→ ARBEITSAUFTRAG
Stelle die folgenden Daten Zeile für Zeile als nummerierte Liste dar und lass dabei die Leerzeilen weg.

→ Erfasste Daten
==*==

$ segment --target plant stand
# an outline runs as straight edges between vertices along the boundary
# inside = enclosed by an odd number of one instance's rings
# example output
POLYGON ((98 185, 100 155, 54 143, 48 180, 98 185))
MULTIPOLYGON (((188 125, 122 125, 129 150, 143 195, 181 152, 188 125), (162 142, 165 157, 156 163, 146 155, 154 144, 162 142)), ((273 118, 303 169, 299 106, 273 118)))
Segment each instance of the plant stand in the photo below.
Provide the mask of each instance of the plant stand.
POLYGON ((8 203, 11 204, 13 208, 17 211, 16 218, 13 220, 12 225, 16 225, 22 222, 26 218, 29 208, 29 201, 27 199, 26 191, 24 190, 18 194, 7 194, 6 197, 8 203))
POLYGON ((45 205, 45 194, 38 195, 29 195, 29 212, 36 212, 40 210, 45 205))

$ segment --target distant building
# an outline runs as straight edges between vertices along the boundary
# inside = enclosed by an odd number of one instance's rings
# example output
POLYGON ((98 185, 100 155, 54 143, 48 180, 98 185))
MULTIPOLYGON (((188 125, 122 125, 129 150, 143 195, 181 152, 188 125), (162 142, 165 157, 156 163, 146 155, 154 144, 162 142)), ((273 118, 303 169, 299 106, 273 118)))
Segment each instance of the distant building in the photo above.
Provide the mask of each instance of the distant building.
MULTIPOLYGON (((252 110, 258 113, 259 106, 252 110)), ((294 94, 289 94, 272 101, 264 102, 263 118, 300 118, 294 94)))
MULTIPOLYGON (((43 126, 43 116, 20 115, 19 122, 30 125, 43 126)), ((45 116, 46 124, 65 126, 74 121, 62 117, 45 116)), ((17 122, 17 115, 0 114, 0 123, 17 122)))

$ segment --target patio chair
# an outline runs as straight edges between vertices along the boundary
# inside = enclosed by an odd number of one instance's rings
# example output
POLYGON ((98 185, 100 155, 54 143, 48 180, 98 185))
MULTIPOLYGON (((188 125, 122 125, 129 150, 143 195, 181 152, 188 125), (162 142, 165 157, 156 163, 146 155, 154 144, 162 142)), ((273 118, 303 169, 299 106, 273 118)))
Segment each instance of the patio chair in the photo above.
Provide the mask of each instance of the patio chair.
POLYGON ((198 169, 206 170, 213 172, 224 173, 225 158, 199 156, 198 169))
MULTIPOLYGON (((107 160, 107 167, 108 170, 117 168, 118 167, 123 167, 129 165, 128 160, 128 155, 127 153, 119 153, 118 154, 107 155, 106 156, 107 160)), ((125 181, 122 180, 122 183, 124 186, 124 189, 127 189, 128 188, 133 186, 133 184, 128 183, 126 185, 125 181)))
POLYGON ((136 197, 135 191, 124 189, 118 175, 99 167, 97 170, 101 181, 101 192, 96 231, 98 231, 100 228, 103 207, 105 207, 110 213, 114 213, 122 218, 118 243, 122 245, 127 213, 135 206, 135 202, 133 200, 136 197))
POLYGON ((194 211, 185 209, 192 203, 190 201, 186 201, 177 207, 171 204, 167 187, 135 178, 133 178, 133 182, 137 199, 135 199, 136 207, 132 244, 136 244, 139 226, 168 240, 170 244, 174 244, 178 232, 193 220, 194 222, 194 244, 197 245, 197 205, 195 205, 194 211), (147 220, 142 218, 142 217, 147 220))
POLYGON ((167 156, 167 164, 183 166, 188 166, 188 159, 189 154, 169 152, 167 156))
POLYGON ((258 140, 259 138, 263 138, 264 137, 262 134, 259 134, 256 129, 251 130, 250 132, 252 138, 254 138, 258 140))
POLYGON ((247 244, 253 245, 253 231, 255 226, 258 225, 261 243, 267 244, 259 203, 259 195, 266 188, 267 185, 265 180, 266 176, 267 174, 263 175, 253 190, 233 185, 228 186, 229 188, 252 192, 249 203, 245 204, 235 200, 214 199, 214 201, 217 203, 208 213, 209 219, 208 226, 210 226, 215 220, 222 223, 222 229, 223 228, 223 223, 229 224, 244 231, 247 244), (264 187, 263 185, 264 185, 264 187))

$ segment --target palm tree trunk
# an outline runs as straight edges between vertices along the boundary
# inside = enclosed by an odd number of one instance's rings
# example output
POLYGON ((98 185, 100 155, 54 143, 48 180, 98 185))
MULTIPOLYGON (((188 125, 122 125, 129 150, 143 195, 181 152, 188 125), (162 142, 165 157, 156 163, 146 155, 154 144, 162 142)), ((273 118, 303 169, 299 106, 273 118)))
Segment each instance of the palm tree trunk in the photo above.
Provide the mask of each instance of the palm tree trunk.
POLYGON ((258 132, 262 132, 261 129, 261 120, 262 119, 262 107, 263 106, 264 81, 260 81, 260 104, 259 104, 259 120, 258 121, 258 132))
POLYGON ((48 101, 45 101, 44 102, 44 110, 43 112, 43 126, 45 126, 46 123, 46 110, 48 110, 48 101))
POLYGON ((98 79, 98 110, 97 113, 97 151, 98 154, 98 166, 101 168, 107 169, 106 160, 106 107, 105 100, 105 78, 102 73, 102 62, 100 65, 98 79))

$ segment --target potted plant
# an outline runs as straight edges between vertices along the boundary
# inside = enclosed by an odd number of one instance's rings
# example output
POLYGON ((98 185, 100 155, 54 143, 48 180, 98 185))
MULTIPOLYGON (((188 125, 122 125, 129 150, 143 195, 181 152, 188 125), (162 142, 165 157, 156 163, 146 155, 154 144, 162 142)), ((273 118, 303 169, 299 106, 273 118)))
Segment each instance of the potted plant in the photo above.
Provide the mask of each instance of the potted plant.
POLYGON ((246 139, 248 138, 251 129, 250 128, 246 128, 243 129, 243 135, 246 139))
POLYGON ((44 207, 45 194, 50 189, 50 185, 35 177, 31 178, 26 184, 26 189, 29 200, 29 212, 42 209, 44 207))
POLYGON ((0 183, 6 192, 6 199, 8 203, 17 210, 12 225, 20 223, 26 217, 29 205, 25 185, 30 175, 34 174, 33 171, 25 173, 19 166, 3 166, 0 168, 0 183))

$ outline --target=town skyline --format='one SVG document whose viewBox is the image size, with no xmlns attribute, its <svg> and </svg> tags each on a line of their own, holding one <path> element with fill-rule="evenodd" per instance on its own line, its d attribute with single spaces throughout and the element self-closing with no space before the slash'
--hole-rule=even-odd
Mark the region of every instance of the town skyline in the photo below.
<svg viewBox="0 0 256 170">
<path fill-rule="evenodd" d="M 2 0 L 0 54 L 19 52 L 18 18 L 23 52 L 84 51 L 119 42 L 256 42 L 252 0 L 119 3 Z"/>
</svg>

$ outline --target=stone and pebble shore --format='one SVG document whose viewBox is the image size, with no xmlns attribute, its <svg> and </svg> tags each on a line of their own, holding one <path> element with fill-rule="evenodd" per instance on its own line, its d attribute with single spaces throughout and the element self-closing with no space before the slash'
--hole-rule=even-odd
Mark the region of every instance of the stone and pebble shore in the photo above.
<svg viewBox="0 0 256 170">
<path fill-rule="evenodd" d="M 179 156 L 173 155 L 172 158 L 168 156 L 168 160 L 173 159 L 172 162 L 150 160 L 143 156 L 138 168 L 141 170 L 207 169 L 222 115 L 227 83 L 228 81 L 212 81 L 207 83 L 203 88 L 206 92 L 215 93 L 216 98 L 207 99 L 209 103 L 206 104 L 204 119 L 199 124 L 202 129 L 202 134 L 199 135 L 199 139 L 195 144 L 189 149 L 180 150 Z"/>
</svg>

==*==

→ VOLLSTÄNDIGE AUSGABE
1. $ segment --target plant stand
2. # an outline runs as straight edges between vertices along the boundary
3. # inside = enclosed by an odd number of one instance's rings
4. # example output
5. POLYGON ((98 185, 100 155, 54 143, 48 180, 98 185))
6. MULTIPOLYGON (((188 125, 122 125, 129 150, 143 195, 181 152, 188 125), (162 142, 165 157, 156 163, 146 155, 154 144, 162 142)), ((273 118, 303 169, 299 106, 273 118)))
7. Segment each instance of the plant stand in the photo below.
8. Provide the mask of each instance of the plant stand.
9. POLYGON ((8 203, 11 204, 13 208, 17 211, 16 218, 13 220, 12 225, 16 225, 22 222, 26 218, 29 208, 29 201, 27 199, 26 191, 24 190, 18 194, 7 194, 6 197, 8 203))
10. POLYGON ((45 205, 45 194, 38 195, 29 195, 29 212, 36 212, 40 210, 45 205))
11. $ segment --target distant building
12. # an outline runs as straight edges between vertices along the boundary
13. # inside = enclosed by an odd number of one instance's rings
14. # example output
15. POLYGON ((98 185, 100 155, 54 143, 48 180, 98 185))
16. MULTIPOLYGON (((188 125, 122 125, 129 150, 143 195, 181 152, 188 125), (162 142, 165 157, 156 163, 146 155, 154 144, 162 142)), ((273 118, 303 169, 299 106, 273 118)))
17. Segment each instance of the distant building in the photo above.
18. Provide the mask of each instance of the distant building.
19. MULTIPOLYGON (((252 110, 258 113, 259 106, 252 110)), ((294 94, 289 94, 272 101, 264 102, 263 118, 300 118, 294 94)))
20. MULTIPOLYGON (((43 126, 43 116, 20 115, 19 122, 30 125, 43 126)), ((45 116, 46 124, 65 126, 74 121, 62 117, 45 116)), ((17 122, 17 115, 0 114, 0 123, 17 122)))
21. $ segment --target patio chair
22. # an outline runs as straight edges between vertices along the boundary
23. # inside = enclosed by an odd number of one instance's rings
24. # example output
25. POLYGON ((98 185, 100 155, 54 143, 48 180, 98 185))
26. MULTIPOLYGON (((188 125, 122 125, 129 150, 143 195, 181 152, 188 125), (162 142, 165 157, 156 163, 146 155, 154 144, 162 142)), ((273 118, 303 169, 299 106, 273 118)))
27. Segment each instance of the patio chair in the photo above.
28. Provide the mask of each instance of the patio chair.
29. POLYGON ((198 169, 206 170, 213 172, 224 173, 225 158, 199 156, 198 169))
30. MULTIPOLYGON (((107 160, 107 167, 108 170, 117 168, 118 167, 123 167, 129 165, 128 160, 128 155, 127 153, 119 153, 118 154, 107 155, 106 156, 107 160)), ((125 181, 122 180, 122 183, 124 186, 124 189, 127 189, 128 188, 133 186, 133 184, 128 183, 126 185, 125 181)))
31. POLYGON ((136 197, 135 191, 124 189, 118 175, 99 167, 97 170, 101 181, 101 192, 96 231, 98 231, 100 228, 103 207, 105 207, 110 213, 114 213, 122 218, 118 243, 122 245, 127 213, 135 206, 135 202, 133 200, 136 197))
32. POLYGON ((194 211, 185 209, 192 203, 190 201, 186 201, 177 207, 171 204, 167 187, 135 178, 133 178, 133 182, 137 199, 135 199, 136 207, 132 244, 136 244, 139 226, 168 240, 170 244, 174 244, 178 232, 193 220, 194 222, 194 244, 197 245, 197 205, 195 205, 194 211), (147 220, 142 218, 142 217, 147 220))
33. POLYGON ((167 156, 167 164, 183 166, 188 166, 188 159, 189 154, 169 152, 167 156))
34. POLYGON ((258 140, 259 138, 263 138, 264 137, 262 134, 259 134, 256 129, 251 130, 250 132, 252 138, 254 138, 258 140))
35. POLYGON ((247 244, 253 245, 253 231, 255 226, 258 225, 261 243, 267 244, 259 203, 259 195, 266 188, 267 185, 265 180, 266 176, 267 174, 263 175, 253 190, 233 185, 228 186, 229 188, 252 192, 249 203, 245 204, 235 200, 214 199, 214 201, 217 203, 208 213, 209 219, 208 226, 210 226, 215 220, 222 223, 222 229, 223 228, 223 223, 229 224, 244 231, 247 244), (264 187, 263 185, 264 185, 264 187))
36. $ segment --target palm tree trunk
37. # an outline runs as straight edges between vertices along the boundary
38. # inside = enclosed by an odd number of one instance's rings
39. # example output
40. POLYGON ((98 185, 100 155, 54 143, 48 180, 98 185))
41. MULTIPOLYGON (((188 125, 122 125, 129 150, 143 195, 181 152, 188 125), (162 142, 165 157, 156 163, 146 155, 154 144, 162 142)), ((273 118, 303 169, 299 106, 273 118)))
42. Segment each instance of the palm tree trunk in the photo above.
43. Provide the mask of each instance of the palm tree trunk.
44. POLYGON ((258 132, 262 132, 261 129, 261 120, 262 119, 262 107, 263 106, 264 81, 260 81, 260 104, 259 104, 259 120, 258 121, 258 132))
45. POLYGON ((48 101, 45 101, 44 102, 44 110, 43 112, 43 126, 45 126, 46 123, 46 110, 48 110, 48 101))
46. POLYGON ((98 79, 98 110, 97 113, 97 151, 98 154, 98 166, 101 168, 107 169, 106 160, 106 107, 105 100, 105 78, 102 73, 102 62, 100 65, 98 79))
47. $ segment --target potted plant
48. # an outline runs as straight edges between vertices along the boundary
49. # inside = enclosed by an odd number of one instance's rings
50. # example output
51. POLYGON ((98 185, 100 155, 54 143, 48 180, 98 185))
52. MULTIPOLYGON (((188 125, 122 125, 129 150, 143 195, 181 152, 188 125), (162 142, 165 157, 156 163, 146 155, 154 144, 162 142)), ((273 118, 303 169, 299 106, 273 118)))
53. Segment each instance of the potted plant in the photo above.
54. Provide the mask of each instance of the potted plant.
55. POLYGON ((246 139, 248 138, 251 129, 250 128, 246 128, 243 129, 243 135, 246 139))
56. POLYGON ((44 207, 45 194, 50 189, 50 185, 35 177, 31 178, 26 184, 26 189, 29 200, 29 212, 42 209, 44 207))
57. POLYGON ((0 183, 6 192, 6 199, 8 203, 17 210, 12 225, 20 223, 26 217, 29 205, 25 185, 30 175, 34 174, 33 171, 25 173, 19 166, 3 166, 0 168, 0 183))
58. $ outline --target=town skyline --format='one SVG document whose viewBox is the image size, with no xmlns attribute, its <svg> and </svg> tags each on a line of their own, holding one <path> element with fill-rule="evenodd" per instance on its own line, its d attribute with single spaces throughout and the element self-closing with no space before the slash'
59. --hole-rule=even-odd
60. Mark the region of every instance of the town skyline in the photo below.
61. <svg viewBox="0 0 256 170">
62. <path fill-rule="evenodd" d="M 2 0 L 0 54 L 19 52 L 18 18 L 23 52 L 84 51 L 119 42 L 256 42 L 252 0 L 119 3 Z"/>
63. </svg>
64. $ outline --target=stone and pebble shore --format='one SVG document whose viewBox is the image size, with no xmlns attribute, its <svg> and </svg> tags each on a line of their own, holding one <path> element with fill-rule="evenodd" per instance on its own line, its d attribute with single spaces throughout and the element self-closing with no space before the slash'
65. --hole-rule=even-odd
66. Mark the region of every instance of the stone and pebble shore in the photo above.
67. <svg viewBox="0 0 256 170">
68. <path fill-rule="evenodd" d="M 179 156 L 173 155 L 172 158 L 168 156 L 168 160 L 173 159 L 172 162 L 150 160 L 143 156 L 138 168 L 141 170 L 207 169 L 222 115 L 227 83 L 228 81 L 212 81 L 207 83 L 203 88 L 206 92 L 215 93 L 216 98 L 207 99 L 209 103 L 206 104 L 204 119 L 199 124 L 202 129 L 202 134 L 199 135 L 199 139 L 195 144 L 189 149 L 180 150 Z"/>
69. </svg>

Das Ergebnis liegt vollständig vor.